Name every place and every publication mentioned in the text below on medical malpractice lawsuits.

***** QUOTED PASSAGE *****

Some legal researchers have identified that misconceptions about injury cases--including Illinois medical malpractice lawsuits--are often rooted in the way that the suits are covered by the media. In particular, the only time that a lawsuit reaches a mass audience is when the plaintiff wins the case, usually for a large amount. Other than that, most community members who do not file a suit themselves have little understanding of the overall dynamics of the legal system or the usual outcomes.
All of this leads to skewed public perceptions, with many thinking that most cases end with plaintiff’s winning millions of dollars after jury verdicts at trial. That is not at all the case. Instead, defendants are just as likely to win in these matter when brought to trial (the burden of proof is in their favor). And even when plaintiffs do win, the judgements are often nowhere near as large as those that make headlines.
Each Chicago medical malpractice lawyer at our firm understands the need to break those stereotypes. After all, false assumptions about the civil justice system has led many community members to mistakenly support legislative changes which take away rights of injury victims. The first step in reversing those misguided actions is presenting an honest picture of the civil justice system and its operation.
Defendant Wins at Trial
For one thing, when a case goes to trial--which does not happen all that often--the defendant is often in a better position than the plaintiff. That is not necessarily because the defendants are blameless. Instead it is because the burden of proof is on the plaintiff to explicitly show that misconduct occurred. That is often hard to do. In close calls, where a juror is split 50-50, then the defendant wins the case, because a “tie” goes to the defendant.
For example, the Dodge Globe recently broke the trend and reported on an actual defense victory in a birth injury cases where medical malpractice was alleged.

***** INFORMATION PROVIDED *****

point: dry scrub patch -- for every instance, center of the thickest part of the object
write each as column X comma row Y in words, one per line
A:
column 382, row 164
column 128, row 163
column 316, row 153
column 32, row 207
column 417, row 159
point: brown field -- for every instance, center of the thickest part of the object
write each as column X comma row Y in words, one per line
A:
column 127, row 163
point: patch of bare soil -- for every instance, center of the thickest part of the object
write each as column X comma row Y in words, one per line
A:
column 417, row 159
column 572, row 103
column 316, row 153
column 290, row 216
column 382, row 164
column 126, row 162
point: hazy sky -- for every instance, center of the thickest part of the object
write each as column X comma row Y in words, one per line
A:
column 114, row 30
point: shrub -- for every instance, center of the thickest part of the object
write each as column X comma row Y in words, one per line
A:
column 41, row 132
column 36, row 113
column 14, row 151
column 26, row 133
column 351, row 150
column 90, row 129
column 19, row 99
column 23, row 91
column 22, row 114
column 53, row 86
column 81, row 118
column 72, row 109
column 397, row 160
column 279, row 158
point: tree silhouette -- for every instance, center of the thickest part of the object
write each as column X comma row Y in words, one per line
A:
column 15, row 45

*****

§ OUTPUT FOR THIS EXERCISE
Illinois, Chicago, Dodge Globe